When I say an expression generates something, I mean it doesn't just name it or refer to it, but actually constructs and returns it as the result of a combination of operators, function calls (possibly constructor calls) or casts (possibly implicit casts).
Now, based primarily on [3.10] (but also quite a few other places in the Standard), an expression is an rvalue if and only if it is one of the following:
a value that is not associated with an object (like this, or literals like 7, not string ones);
an expression that generates an object by value, a.k.a. a temporary object;
an expression that generates an rvalue reference to an object;
recursively, one of the following expressions using an rvalue:
x.y, where x is an rvalue and y is a non-static member object;
x.*y, where x is an rvalue and y is a pointer to a member object;
x[y], where either x or y is an rvalue of array type (using the built-in [] operator).
That's it.
Well, technically, the following special cases are also rvalues, but I don't think they're relevant in practice:
a function call returning void, a cast to void, or a throw (obviously not lvalues, I'm not sure why I'd ever be interested in their value category in practice);
one of obj.mf, ptr->mf, obj.*pmf, or ptr->*pmf (mf is a non-static member function, pmf is a pointer to member function); here we're talking strictly about these forms, not the function call expressions that can be built with them, and you really can't do anything with these but make a function call, which is a different expression altogether (to which we need to apply the rules above).

Labeled-object pointing entries
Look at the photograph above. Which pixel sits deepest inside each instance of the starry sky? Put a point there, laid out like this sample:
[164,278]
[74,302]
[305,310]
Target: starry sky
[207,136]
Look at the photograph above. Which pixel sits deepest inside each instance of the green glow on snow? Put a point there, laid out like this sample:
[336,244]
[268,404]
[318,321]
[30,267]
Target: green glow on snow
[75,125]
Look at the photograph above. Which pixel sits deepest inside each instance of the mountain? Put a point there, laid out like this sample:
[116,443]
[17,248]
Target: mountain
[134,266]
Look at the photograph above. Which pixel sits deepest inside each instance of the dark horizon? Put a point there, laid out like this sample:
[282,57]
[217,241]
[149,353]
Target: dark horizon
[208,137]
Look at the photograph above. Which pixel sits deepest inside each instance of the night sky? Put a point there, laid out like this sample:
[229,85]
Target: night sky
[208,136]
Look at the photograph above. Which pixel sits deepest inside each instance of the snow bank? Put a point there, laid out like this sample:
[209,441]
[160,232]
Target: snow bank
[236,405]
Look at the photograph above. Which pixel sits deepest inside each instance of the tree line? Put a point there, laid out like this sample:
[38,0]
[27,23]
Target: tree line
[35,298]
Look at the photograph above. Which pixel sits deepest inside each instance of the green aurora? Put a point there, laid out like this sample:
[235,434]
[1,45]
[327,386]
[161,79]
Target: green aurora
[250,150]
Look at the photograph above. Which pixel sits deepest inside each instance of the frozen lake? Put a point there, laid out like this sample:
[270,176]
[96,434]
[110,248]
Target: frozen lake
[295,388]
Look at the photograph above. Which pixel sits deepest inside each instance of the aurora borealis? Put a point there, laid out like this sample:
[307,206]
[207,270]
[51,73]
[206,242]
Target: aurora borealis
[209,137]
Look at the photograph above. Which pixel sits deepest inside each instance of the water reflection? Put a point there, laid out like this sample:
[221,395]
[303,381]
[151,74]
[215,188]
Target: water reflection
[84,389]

- _EXERCISE DIRECTIONS_
Reproduce the part of the rvalue excerpt that begins at "Well, technically, the" and stops after "the rules above).".

- _THE COMPLETED TASK_
Well, technically, the following special cases are also rvalues, but I don't think they're relevant in practice:
a function call returning void, a cast to void, or a throw (obviously not lvalues, I'm not sure why I'd ever be interested in their value category in practice);
one of obj.mf, ptr->mf, obj.*pmf, or ptr->*pmf (mf is a non-static member function, pmf is a pointer to member function); here we're talking strictly about these forms, not the function call expressions that can be built with them, and you really can't do anything with these but make a function call, which is a different expression altogether (to which we need to apply the rules above).